> Text segment
Editor’s Note – On many Fridays we like to bring Mountaineer fans articles of Mountaineers who do good things in their communities for others. We feel that after you’ve seen bad and negative news throughout the week, we like to send you into the weekend with a feel good story. With WVUPros being new to BGS, we thought we’d bring back a few Feel Good Friday articles from the archives.
Here is one of those (originally published in May) that is timely for this week as Scooter Berry prepares to help the Jacksonville Sharks compete for the Arena League Championship on Saturday night (8:00 ET, ESPN). Enjoy.
Scooter Berry knows that it’s nothing short of the grace of God that has him back on the playing field this year.
Earlier in the week, the video below was circulated on the Internet making us proud over at WVU Pros. We always love to see triumphs, and Berry’s story is one of persistence and determination – two traits that Mountaineers know well.

> Excerpted data
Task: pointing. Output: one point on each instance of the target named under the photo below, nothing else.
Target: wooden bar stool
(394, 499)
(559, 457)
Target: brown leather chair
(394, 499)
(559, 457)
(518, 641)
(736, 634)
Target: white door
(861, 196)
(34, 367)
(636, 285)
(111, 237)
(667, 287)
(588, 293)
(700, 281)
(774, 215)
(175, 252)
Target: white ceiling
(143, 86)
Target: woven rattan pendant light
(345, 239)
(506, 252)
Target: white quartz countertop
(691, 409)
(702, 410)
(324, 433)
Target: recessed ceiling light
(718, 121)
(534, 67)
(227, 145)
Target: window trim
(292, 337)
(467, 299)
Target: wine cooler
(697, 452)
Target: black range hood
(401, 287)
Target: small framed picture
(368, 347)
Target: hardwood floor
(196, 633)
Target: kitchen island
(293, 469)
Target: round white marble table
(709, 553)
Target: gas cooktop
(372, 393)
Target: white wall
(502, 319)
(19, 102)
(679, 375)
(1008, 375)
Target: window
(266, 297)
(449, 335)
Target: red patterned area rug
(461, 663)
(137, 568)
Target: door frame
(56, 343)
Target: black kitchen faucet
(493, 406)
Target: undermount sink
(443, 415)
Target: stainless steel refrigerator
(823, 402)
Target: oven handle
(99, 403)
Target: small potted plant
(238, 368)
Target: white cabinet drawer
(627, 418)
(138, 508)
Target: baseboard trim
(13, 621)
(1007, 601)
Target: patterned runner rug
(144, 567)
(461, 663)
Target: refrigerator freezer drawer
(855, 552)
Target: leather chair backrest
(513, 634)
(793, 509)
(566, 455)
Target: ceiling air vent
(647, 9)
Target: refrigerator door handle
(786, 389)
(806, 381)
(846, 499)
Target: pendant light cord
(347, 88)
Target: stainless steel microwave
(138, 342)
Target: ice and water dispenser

> Tasks
a - In the Scooter Berry article, which team is Berry preparing to help compete for the Arena League Championship?
b - Extend the Scooter Berry article, picking up right after its final sentence.

> Outputs by task
a - The Jacksonville Sharks.

b -
Berry, a New York native and Mountaineer defensive end from 2006-2010, has had quite the football journey. However, it seems that each time there is a bump in the road, he comes back fighting harder than ever.
In 2005, Berry suffered a left knee injury and was out of football for over a year, only to come back to football as a Freshman All-American at WVU in 2007.
Fast forward to 2009, when Berry tore his shoulder in his red-shirt junior season in early September against ECU. Many may have counted him out at that point, but he underwent off-season surgery and returned for his senior season finishing with 35 tackles and 4.0 sacks and receiving Second-Team All-Big East honors.
Berry did a brief stint with the Houston Texans right out of college before signing with the Jacksonville Sharks and setting an AFL rookie record of 13 sacks.
In 2012 he signed with the Montreal Alouettes of the CFL, and again was shaken up by his most severe injury – a multi-ligament knee injury. This was career ending.
…or so they said.
“God had something different in mind,” said Berry in an exclusive interview with WVUPros.
Berry attended church at a young age, but stopped going around 12 or 13 years old.
“I believe there was a string of events – most importantly from 2012 up until now – that lead me closer to God,” he said.
Although he didn’t pinpoint specific events, he explained that it was a mix of injuries suffered, career decisions, lost friendships and new friendships.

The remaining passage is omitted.